[Records drawn from a dataset]
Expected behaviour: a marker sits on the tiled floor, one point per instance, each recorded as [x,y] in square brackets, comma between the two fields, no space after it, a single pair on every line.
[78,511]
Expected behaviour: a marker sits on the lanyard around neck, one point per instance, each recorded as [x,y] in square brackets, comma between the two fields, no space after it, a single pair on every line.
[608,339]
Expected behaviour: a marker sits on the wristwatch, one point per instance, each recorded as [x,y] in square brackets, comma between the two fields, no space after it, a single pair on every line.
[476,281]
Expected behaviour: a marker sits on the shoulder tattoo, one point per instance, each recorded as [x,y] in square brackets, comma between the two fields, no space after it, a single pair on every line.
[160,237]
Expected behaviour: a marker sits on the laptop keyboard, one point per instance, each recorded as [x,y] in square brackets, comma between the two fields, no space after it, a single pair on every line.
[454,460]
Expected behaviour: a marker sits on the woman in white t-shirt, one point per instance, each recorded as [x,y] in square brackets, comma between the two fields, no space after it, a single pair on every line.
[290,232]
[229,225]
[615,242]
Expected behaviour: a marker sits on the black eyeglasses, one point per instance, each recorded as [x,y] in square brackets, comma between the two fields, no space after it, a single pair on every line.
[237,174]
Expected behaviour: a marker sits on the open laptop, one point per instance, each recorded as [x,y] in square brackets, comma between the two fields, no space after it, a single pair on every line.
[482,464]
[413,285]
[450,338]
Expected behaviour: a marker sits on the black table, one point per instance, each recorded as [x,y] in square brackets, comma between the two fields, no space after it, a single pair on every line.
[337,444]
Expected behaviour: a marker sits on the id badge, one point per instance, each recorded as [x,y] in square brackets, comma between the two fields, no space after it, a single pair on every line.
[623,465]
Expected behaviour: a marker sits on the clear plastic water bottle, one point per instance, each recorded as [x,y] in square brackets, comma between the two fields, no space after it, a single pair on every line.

- _Task goal_: Nothing in the records above may differ in your copy; retype them in full.

- _Output for this task_:
Expected behaviour: a marker sits on the tiled floor, one point per instance, each recorded as [x,y] in square brackets, comma between the two fields, no space after it, a single pair on every line.
[78,511]
Expected behaviour: a marker sits on the lanyard around neck, one point per instance, each recorded as [x,y] in square brackets, comma between the two fields, no space after it, a single pair on every line.
[608,339]
Expected behaviour: a marker sits on the wristwatch, one point per instance, each recorded as [x,y] in square brackets, comma between the two fields, no space after it, a single pair on every line.
[476,281]
Expected behaviour: a marker sits on the shoulder tattoo, one point per instance, each recorded as [x,y] in square brackets, comma between the two fields, no space after it, a single pair on every line.
[160,237]
Expected behaviour: a marker sits on the laptop keyboard, one point per instance, each recorded as [x,y] in square brackets, comma between the two fields, no space after it, a single pair on every line.
[454,460]
Expected behaviour: a marker sits on the woman in white t-shirt, one point per instance, each recorded as [x,y] in square brackets, comma between the two fields, no space after it, a single pair on every line.
[290,232]
[229,225]
[615,242]
Expected behaviour: a marker sits on the black eyeglasses, one point per instance, each recorded as [x,y] in square brackets, comma between the two fields, no space after it, a single pair on every line.
[237,174]
Expected behaviour: a marker sits on the open laptop, one point per instance, each recorded as [x,y] in square brackets, comma between the two fields, no space after it, a single pair on every line.
[482,464]
[413,285]
[450,338]
Expected behaviour: a marker sits on the black table, one point per instance, each recorded as [x,y] in square brackets, comma between the two fields, no space after it, a single pair on every line.
[337,444]
Expected behaviour: a marker sits on the id badge, one point per instance, each recorded as [x,y] in square brackets, comma between the two fields, no space after it, a single pair on every line.
[623,465]
Expected behaviour: a marker sits on the clear plastic water bottle, one point per instance, each recorded as [x,y] in square brackets, comma between the two fields, no space after it, a single pair on every line.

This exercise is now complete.